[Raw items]
============

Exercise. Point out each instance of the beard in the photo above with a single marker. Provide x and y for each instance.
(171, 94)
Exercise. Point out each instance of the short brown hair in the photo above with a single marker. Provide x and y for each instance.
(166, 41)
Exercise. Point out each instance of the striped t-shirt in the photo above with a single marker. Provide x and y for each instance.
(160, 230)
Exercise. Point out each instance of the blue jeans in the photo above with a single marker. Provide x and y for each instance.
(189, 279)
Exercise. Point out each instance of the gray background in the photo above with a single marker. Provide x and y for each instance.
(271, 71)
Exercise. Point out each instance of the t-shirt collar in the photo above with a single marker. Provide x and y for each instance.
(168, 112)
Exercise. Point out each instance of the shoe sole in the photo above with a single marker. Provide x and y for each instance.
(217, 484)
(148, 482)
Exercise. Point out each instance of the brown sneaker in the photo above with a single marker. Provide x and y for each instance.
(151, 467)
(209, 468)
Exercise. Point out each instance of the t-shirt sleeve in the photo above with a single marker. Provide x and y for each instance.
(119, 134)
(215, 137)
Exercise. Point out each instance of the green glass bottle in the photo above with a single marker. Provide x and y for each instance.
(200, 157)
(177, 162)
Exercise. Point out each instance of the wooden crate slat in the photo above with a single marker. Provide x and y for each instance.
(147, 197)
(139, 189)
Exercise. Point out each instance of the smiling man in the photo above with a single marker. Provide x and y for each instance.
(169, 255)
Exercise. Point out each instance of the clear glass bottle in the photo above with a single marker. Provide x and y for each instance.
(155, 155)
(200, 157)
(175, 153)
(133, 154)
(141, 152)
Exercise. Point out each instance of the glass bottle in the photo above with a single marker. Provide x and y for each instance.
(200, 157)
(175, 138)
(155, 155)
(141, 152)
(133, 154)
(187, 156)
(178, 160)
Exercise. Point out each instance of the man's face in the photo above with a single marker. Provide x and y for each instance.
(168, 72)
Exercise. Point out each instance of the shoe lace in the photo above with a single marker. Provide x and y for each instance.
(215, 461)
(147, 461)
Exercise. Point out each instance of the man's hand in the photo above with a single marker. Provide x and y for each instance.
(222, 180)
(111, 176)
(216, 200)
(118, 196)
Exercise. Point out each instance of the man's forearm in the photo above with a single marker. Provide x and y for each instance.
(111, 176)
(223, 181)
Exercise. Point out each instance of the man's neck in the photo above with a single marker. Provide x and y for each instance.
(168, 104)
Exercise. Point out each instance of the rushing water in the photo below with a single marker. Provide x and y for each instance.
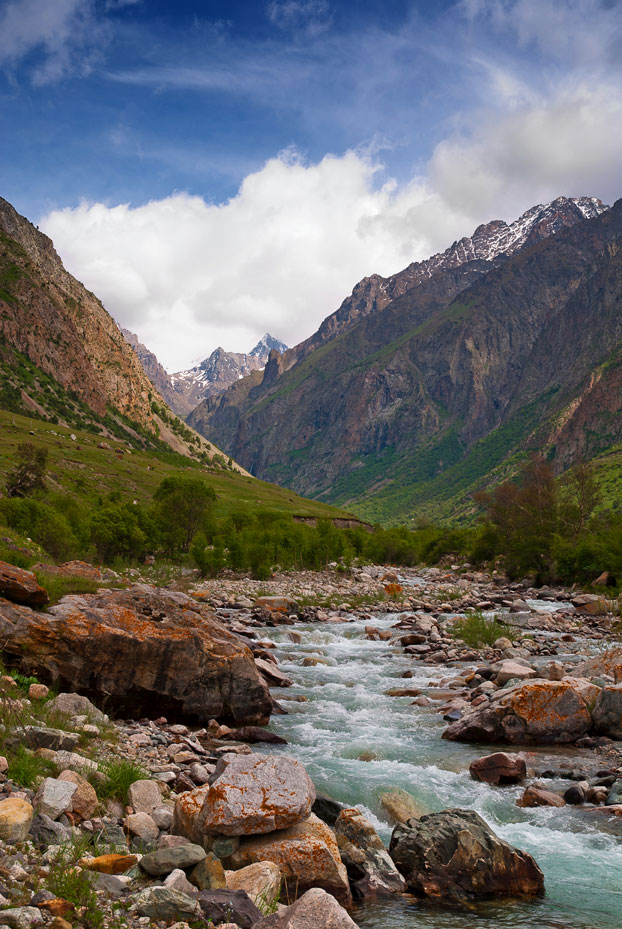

============

Copy out everything from the line containing "Exercise. Point out each instance of the green" down to the end of the items, keeping each line unchanged. Leave the pictures out of your answer.

Exercise. Point out each instance of the green glass bottle in the photo above with a single marker. Provide x and y for each instance.
(200, 157)
(177, 162)
Exercise. Point out each instance of the wooden crate slat in the photo above with a single marker. Provide x and y for each instance.
(147, 197)
(139, 189)
Exercise. Point out each instance of the smiling man in the photo above with a single marker. Provide x and y for each instance.
(169, 255)
Exercise. Point out each instance of the clear glass bottle in the photo above with a single marker. Provide x and y for each instance.
(155, 155)
(200, 157)
(175, 153)
(133, 154)
(141, 152)
Exercise. Point out each instance of the glass bottle in the photo above with a single marker. Provide x and y for each instance.
(200, 157)
(175, 138)
(155, 155)
(141, 152)
(133, 154)
(187, 156)
(178, 160)
Exercise. Point out each instance of the man's face in the photo above with a single marker. Provide x and y for each instance.
(168, 72)
Exercise. Point out each instance of the shoe lace in the photo above with a single marker. Provide x and y for each instance.
(215, 461)
(147, 461)
Exercise. Point out each instance of the man's hand in the photo above with a single marker. Provide x and y for each instance.
(222, 180)
(111, 176)
(216, 200)
(118, 196)
Exercise. Point out each instance of the man's forearm in the photo above with a single marker. Provide x and y for each instance.
(111, 176)
(223, 181)
Exercise. Point out each instance of the man's neck in the photo above with a single marker. Provide x and y for each instance.
(168, 104)
Exercise. Point out each instance of the rushing water in the photo below with a single marker. Provide x and y for each instance.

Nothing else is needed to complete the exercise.